▶ **Given instruction A**
According to the controls and sensors article below, what does automation free the operator from?

····················

Controls and Sensors

Eric Smith, Engineering Manager – Precision Agriculture, JCA Technologies

At JCA Technologies, we regularly work with OEMs automating common tasks on mobile agricultural equipment and adding software controls to systems. The most applicable tasks for automation are anything that is repetitive, and timely, where accuracy and consistency is important. Automation frees the operator from repetitive mundane work allowing them to focus on more complex tasks. In many cases this also increases efficiency, enabling operators to complete tasks quicker and more accurately, sometimes reducing the number of operators required, and in general reducing labor costs.

Automating tasks quite often involves applying force to mechanical loads and adjusting the force based on feedback from the sensor(s). There are several ways of accomplishing this, and the most appropriate for the task depends on several factors such as the forces involved, mechanics of the system, reliability, accuracy, and cost.

Applying Forces

JCA has a lot of experience using hydraulics, pneumatics, and electric actuators and motors to apply force and control mechanical motion on mobile machines. Some applications require specific positions to be held for steering, downforce, or achieving an outcome such as an application rate. Other applications require motion at a specific rate. All of this is possible by selecting the right technology and software control algorithms.

····················

▶ **Given instruction B**
Please render the entries below, from the line containing "Can you find the beige" through the end of the entries, both ends included, as a two-column CSV with columns named input and output. Use one row per entry, put each value in a single quoted field, and replace line breaks with spaces.

····················

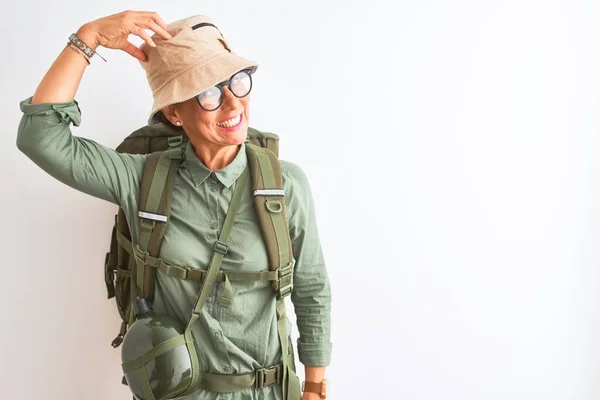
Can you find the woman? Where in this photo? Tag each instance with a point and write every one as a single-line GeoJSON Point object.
{"type": "Point", "coordinates": [242, 338]}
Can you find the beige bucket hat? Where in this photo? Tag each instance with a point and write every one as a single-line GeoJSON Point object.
{"type": "Point", "coordinates": [196, 58]}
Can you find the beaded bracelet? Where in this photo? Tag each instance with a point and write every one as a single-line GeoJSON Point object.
{"type": "Point", "coordinates": [85, 49]}
{"type": "Point", "coordinates": [77, 49]}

····················

▶ **Complete response A**
Repetitive mundane work.

▶ **Complete response B**
input,output
"Can you find the beige bucket hat? Where in this photo? Tag each instance with a point and write every one as a single-line GeoJSON Point object.","{""type"": ""Point"", ""coordinates"": [196, 58]}"
"Can you find the beaded bracelet? Where in this photo? Tag each instance with a point and write every one as a single-line GeoJSON Point object.","{""type"": ""Point"", ""coordinates"": [85, 49]} {""type"": ""Point"", ""coordinates"": [77, 49]}"